AUSGEWÄHLTER TEXTAUSZUG:
Im Schwarzen Meer und in der Nordukraine stellte Kiew Ende Jahr seine Fortschritte in der automatisierten Kriegsführung unter Beweis. Damit setzen die Verteidiger Moskau unter Druck – bis jetzt allerdings nur punktuell.
Es ist eine heftige Schlacht, die am letzten Tag des Jahres 2024 über dem Schwarzen Meer tobt – Beobachter wie H. I. Sutton nennen ihr Resultat gar historisch. Mit Drohnen greifen die Ukrainer zu Wasser und am Himmel Russlands Militär auf der besetzten Halbinsel Krim an. Moskau reagiert mit Salven der Luftverteidigung und mit Feuer aus Kampfhelikoptern. In einem Video des ukrainischen Militärgeheimdienstes HUR ist zu sehen, wie eine Marinedrohne durch die Wellen rast, links und rechts lassen die Einschläge der russischen Geschosse das Wasser in Fontänen hochspritzen.
Dann passiert etwas, was es bisher noch nie gab: Das unbemannte Wasserfahrzeug des Typs Magura V5 nimmt einen Mi-8-Helikopter ins Visier und feuert eine Rakete auf ihn ab. Dieser explodiert, ein zweiter wird beschädigt. Laut inoffiziellen russischen Angaben geht er ebenfalls verloren. Kiew hat damit erstmals ein hochwertiges militärisches Ziel in der Luft mit einer Drohne zerstört.
Russland wird der Bedrohung durch Marinedrohnen nicht Herr
Für die Ukrainer ist die Zerstörung von mutmasslich zwei Kampfhelikoptern ein grosser Prestigeerfolg nach einem schwierigen Jahr. Das Video ist passenderweise mit dem Neujahrslied «Schtschedrik» unterlegt, dessen Melodie auch im Westen bekannt ist. Kiew stellt einmal mehr die Fähigkeit unter Beweis, der russischen Schwarzmeerflotte grosse Verluste zuzufügen – eine erstaunliche Errungenschaft für ein Land, dessen schwache Seestreitkräfte Russland gleich zu Beginn der Invasion 2022 praktisch vernichtet hat.
Die ukrainische Führung und vor allem der Militärgeheimdienst HUR reagierten darauf mit der Forcierung der Drohnenproduktion, um dem Feind einen asymmetrischen Krieg aufzuzwingen. Wird dieser zunächst primär von der Luft aus gegen die Krim geführt, so sehen sich die Russen ab 2023 auf dem Wasser mit einer völlig neuartigen Bedrohung durch Marinedrohnen konfrontiert.
Die ferngesteuerten unbemannten Wasserfahrzeuge haben einen erheblichen Anteil daran, dass Moskau seit 2022 fast die Hälfte seiner grossen Kriegsschiffe auf dem Schwarzen Meer verloren hat. Dazu kommen Angriffe auf Militärhäfen sowie die Beschädigung der Krim-Brücke im Sommer 2023. Da es Kiew gelungen ist, nicht nur Kamikazedrohnen zu entwickeln, sondern auf den unbemannten Booten auch Raketen zu montieren, gerät Russland auf dem Meer weiter in die Defensive.

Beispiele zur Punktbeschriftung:
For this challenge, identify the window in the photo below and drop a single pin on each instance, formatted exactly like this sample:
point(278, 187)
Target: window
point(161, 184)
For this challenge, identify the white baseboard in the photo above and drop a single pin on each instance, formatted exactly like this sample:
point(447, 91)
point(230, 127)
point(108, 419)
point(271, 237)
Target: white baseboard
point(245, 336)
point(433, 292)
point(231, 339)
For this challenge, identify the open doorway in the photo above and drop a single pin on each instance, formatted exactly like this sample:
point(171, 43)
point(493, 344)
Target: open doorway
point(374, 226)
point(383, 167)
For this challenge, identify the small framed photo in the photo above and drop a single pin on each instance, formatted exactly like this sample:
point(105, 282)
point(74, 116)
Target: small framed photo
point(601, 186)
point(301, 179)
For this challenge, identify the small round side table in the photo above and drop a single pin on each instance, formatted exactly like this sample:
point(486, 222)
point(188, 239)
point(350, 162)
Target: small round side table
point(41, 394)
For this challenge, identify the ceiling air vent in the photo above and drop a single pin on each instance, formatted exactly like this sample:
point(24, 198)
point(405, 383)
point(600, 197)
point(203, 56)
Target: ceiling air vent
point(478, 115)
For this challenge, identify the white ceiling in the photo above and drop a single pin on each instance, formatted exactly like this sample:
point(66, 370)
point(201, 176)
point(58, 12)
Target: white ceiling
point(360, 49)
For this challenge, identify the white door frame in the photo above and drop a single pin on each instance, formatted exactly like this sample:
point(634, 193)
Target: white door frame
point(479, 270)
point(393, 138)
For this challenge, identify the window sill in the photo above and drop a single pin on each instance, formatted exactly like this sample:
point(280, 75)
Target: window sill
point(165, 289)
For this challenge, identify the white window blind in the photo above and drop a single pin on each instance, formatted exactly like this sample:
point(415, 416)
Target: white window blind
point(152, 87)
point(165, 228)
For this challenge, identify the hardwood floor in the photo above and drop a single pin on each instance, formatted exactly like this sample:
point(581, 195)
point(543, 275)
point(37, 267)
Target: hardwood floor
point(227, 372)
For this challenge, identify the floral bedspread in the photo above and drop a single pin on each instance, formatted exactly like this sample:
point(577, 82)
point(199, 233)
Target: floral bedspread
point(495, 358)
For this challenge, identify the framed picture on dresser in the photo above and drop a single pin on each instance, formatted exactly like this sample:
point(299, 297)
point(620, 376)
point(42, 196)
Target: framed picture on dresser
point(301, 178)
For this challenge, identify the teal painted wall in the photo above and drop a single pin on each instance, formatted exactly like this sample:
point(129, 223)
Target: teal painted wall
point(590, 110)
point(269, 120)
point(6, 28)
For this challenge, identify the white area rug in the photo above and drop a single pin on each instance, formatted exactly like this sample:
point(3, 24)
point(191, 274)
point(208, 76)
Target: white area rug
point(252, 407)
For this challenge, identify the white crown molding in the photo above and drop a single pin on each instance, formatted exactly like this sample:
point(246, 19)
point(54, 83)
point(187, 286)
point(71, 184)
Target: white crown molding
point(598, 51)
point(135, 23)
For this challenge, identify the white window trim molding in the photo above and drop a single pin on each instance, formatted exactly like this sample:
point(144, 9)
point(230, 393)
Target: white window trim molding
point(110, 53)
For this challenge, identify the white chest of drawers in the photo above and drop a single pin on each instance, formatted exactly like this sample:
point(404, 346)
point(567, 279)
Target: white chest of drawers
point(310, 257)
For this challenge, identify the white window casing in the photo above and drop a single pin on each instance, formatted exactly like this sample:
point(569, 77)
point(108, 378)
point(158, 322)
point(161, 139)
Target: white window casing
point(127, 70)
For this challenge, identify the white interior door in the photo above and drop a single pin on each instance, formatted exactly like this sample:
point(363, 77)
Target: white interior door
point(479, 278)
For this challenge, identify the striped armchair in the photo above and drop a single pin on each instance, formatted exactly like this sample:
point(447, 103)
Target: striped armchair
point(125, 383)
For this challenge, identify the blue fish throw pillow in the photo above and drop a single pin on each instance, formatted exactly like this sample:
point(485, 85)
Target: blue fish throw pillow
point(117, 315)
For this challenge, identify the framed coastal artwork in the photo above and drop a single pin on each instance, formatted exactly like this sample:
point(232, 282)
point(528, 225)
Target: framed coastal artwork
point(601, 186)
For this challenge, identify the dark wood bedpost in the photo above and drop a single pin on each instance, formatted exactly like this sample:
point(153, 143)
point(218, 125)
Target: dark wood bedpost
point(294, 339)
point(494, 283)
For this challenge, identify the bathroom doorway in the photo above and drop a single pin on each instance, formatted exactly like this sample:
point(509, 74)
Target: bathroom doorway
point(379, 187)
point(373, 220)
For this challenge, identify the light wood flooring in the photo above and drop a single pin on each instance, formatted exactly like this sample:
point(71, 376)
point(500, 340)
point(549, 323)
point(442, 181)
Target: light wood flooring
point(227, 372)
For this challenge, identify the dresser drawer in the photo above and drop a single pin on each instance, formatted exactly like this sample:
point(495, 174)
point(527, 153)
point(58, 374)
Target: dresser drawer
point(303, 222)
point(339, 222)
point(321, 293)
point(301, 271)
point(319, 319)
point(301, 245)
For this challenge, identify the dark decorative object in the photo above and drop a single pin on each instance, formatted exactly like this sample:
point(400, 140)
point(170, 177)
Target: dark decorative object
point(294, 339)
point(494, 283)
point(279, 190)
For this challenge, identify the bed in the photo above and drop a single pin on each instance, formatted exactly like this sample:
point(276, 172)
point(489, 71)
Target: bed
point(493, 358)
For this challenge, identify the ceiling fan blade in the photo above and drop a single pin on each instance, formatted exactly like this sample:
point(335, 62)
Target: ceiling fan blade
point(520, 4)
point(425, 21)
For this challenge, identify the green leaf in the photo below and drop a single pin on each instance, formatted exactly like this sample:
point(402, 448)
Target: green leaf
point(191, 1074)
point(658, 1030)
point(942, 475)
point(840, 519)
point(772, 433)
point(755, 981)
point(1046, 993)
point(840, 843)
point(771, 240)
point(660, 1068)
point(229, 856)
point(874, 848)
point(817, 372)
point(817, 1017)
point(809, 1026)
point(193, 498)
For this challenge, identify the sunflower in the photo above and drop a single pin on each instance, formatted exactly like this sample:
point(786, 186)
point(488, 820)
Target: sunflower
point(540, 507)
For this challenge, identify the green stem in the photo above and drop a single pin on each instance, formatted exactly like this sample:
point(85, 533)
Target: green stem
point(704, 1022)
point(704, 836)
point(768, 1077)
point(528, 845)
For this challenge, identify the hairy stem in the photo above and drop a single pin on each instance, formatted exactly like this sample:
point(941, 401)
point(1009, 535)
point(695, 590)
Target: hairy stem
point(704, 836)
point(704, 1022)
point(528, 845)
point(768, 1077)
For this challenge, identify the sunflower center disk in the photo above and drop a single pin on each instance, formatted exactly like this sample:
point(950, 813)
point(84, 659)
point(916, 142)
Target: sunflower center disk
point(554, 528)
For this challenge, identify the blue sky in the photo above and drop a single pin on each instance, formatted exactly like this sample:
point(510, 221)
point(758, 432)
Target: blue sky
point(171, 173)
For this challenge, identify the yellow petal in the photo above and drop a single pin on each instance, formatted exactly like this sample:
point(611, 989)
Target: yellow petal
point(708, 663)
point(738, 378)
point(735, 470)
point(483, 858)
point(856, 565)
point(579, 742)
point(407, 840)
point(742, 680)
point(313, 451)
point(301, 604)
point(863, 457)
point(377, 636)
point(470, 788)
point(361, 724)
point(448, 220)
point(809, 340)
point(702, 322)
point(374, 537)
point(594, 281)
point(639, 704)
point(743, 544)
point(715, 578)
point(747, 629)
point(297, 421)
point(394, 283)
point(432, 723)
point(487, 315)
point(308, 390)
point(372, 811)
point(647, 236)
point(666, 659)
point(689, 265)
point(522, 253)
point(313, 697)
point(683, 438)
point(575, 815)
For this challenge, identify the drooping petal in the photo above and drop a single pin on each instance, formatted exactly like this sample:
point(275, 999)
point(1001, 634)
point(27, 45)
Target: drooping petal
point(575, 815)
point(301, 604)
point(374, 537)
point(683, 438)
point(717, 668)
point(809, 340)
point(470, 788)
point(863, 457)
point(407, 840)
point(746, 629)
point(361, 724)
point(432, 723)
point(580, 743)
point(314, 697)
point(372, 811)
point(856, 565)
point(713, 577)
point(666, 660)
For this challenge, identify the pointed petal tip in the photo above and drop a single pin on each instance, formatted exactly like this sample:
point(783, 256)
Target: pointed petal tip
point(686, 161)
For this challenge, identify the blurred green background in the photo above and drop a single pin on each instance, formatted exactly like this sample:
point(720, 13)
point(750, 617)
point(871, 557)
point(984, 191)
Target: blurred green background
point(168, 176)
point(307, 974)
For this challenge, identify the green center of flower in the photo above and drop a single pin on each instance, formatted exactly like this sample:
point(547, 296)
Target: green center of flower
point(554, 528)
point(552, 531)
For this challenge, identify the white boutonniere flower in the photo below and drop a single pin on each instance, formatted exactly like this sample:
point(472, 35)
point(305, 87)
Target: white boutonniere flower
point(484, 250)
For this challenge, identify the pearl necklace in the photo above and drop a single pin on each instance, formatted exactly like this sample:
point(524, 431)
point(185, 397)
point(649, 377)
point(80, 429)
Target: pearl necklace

AUFGABEN:
(1) Nenne alle Jahreszahlen, die im Textauszug über die ukrainischen Marinedrohnen vorkommen.
(2) Schreib die Zeilen der Auflistung ab, beginnend mit der Zeile, die „For this challenge, identify the white crown“ enthält, und endend mit der Zeile, die „point(125, 383)“ enthält.

ANTWORTEN JE AUFGABE:
(1) 2024, 2022, 2023

(2)
For this challenge, identify the white crown molding in the photo above and drop a single pin on each instance, formatted exactly like this sample:
point(246, 19)
point(54, 83)
point(187, 286)
point(71, 184)
Target: white crown molding
point(598, 51)
point(135, 23)
For this challenge, identify the white window trim molding in the photo above and drop a single pin on each instance, formatted exactly like this sample:
point(144, 9)
point(230, 393)
Target: white window trim molding
point(110, 53)
For this challenge, identify the white chest of drawers in the photo above and drop a single pin on each instance, formatted exactly like this sample:
point(404, 346)
point(567, 279)
Target: white chest of drawers
point(310, 257)
For this challenge, identify the white window casing in the photo above and drop a single pin on each instance, formatted exactly like this sample:
point(569, 77)
point(108, 378)
point(158, 322)
point(161, 139)
Target: white window casing
point(127, 70)
For this challenge, identify the white interior door in the photo above and drop a single pin on each instance, formatted exactly like this sample:
point(363, 77)
Target: white interior door
point(479, 278)
For this challenge, identify the striped armchair in the photo above and drop a single pin on each instance, formatted exactly like this sample:
point(447, 103)
Target: striped armchair
point(125, 383)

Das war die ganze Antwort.